**Records provided**
= = =

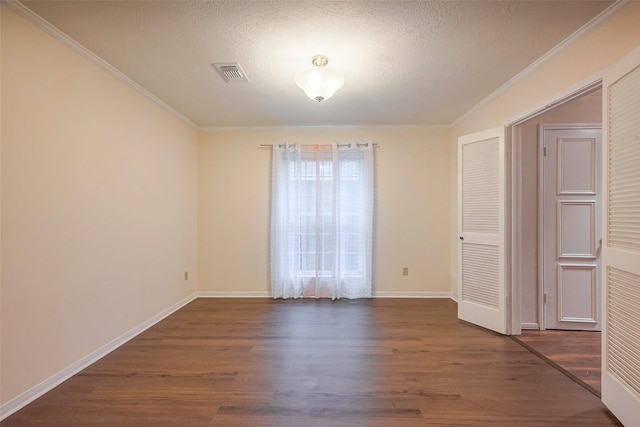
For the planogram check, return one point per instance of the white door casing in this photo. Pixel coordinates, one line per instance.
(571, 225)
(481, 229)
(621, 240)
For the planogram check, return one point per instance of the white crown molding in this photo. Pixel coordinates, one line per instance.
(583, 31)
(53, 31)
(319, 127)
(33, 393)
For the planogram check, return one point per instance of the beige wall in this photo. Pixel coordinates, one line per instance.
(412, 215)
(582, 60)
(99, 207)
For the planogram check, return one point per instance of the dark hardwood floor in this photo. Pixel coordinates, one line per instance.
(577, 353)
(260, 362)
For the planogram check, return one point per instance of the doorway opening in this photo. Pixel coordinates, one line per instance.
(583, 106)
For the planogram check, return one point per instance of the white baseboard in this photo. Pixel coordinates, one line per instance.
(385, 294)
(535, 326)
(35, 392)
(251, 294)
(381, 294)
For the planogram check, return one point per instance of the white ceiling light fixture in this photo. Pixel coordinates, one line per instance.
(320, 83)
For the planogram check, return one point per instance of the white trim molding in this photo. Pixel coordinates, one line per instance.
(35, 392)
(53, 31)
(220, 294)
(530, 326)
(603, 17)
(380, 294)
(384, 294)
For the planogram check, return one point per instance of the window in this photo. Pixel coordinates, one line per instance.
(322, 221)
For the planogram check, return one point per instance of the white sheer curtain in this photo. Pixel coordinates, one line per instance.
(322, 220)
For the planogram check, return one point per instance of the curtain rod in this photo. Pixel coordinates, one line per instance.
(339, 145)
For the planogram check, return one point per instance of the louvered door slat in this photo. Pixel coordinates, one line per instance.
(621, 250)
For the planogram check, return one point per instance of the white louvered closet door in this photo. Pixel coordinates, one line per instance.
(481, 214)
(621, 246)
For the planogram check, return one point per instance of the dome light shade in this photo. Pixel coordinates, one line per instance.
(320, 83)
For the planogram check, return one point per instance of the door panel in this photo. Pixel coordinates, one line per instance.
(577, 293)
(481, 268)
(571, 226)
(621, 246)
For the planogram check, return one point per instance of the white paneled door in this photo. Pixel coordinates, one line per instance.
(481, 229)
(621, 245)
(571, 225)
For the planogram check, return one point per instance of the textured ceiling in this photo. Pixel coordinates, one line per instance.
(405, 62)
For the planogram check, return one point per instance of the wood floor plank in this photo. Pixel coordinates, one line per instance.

= = =

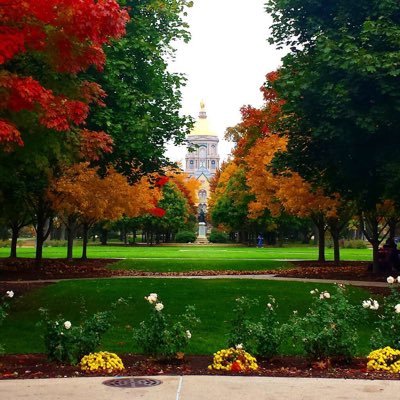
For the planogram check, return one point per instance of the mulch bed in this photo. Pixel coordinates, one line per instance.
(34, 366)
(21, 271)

= = =

**Your goal**
Begin with the line above that has "of the textured" and continue through the line that has "of the wood", setting each one down exactly. Stop there.

**Response to this exercise**
For the planogram check, return one point per instance of the textured ceiling in this photo. Pixel coordinates, one line per instance.
(405, 62)
For the planogram check, return one point per instance of the wood floor plank in this photo. Pixel coordinates, one line per instance.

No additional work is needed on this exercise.